• Extract provided:
#####

Thursday, July 27, 2006

Obsessing

Knitters are a crazy, funky, anal group, aren't we? How many other 'hobbies' (if you can call the insanely addictive practice of looping long stretches of fiber together with pointy sticks something as innocuous as a 'hobby') do people expect to do 100% perfectly every time? I mean, no chef ever assumes that the dish will come out looking exactly like the picture in the cookbook. No gardner ever assumes that every plant they stick into the ground will live. Why oh why do we demand that we must be different? Sheesh, with some hobbies it's the imperfections that give the hobby it's zest and excitement!

I was thinking of obsessing because I met yesterday for my 2-3x/weekly knitting visit with my friend K, and she was working on her Birch shawl............still. Again. She's ripped and re-ripped this sucker within an inch of it's life a grand total of five (?) six (?) times now - and she's finally got it. And she showed me her current progress with the crowing and (understandibly) gleeful sentence "IT'S PERFECT! It has NO mistakes in it!!!" And I looked at it in awe (she's right, it's PERFECT) - - and the crazy part was that I totally understood. I totally got why she had ripped when she did before, and why - at the end of her second ball of Kid Silk (it's made w/ a total of three skeins, so she's *so*close!) if she had really screwed up - an un-tinking, un-tweaking kind of screw-up - - she'd have ripped it all the way out and started again. Again. Despite the fact that ripping out mohair, much less mohair/silk is an absolute migrane-causing nightmare. (And K? Beautiful shawl. Seriously. The hell that the multi-coloured KS has put you through is totally worth it. Next week I'm taking your picture with it!)

#####

• Recorded data:

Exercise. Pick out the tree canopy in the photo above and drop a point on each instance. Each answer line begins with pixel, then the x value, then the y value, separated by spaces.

#####

• To be done:
(1) Based on the post about knitting obsession, decide whether each statement agrees with the text. Answer yes or no for each, and quote the deciding words.
(a) K's Birch shawl takes three skeins in all.
(b) The writer and K get together to knit once a week.
(c) The writer has already photographed K with the shawl.
(2) Edit the part of the post about knitting obsession starting at "Thursday, July 27, 2006" and ending at "zest and excitement!", replacing "chef" with "baker".

• Solutions per task:
(1)
(a) Yes: "it's made w/ a total of three skeins"
(b) No: "my 2-3x/weekly knitting visit with my friend K"
(c) No: "Next week I'm taking your picture with it!"

(2)
Thursday, July 27, 2006

Obsessing

Knitters are a crazy, funky, anal group, aren't we? How many other 'hobbies' (if you can call the insanely addictive practice of looping long stretches of fiber together with pointy sticks something as innocuous as a 'hobby') do people expect to do 100% perfectly every time? I mean, no baker ever assumes that the dish will come out looking exactly like the picture in the cookbook. No gardner ever assumes that every plant they stick into the ground will live. Why oh why do we demand that we must be different? Sheesh, with some hobbies it's the imperfections that give the hobby it's zest and excitement!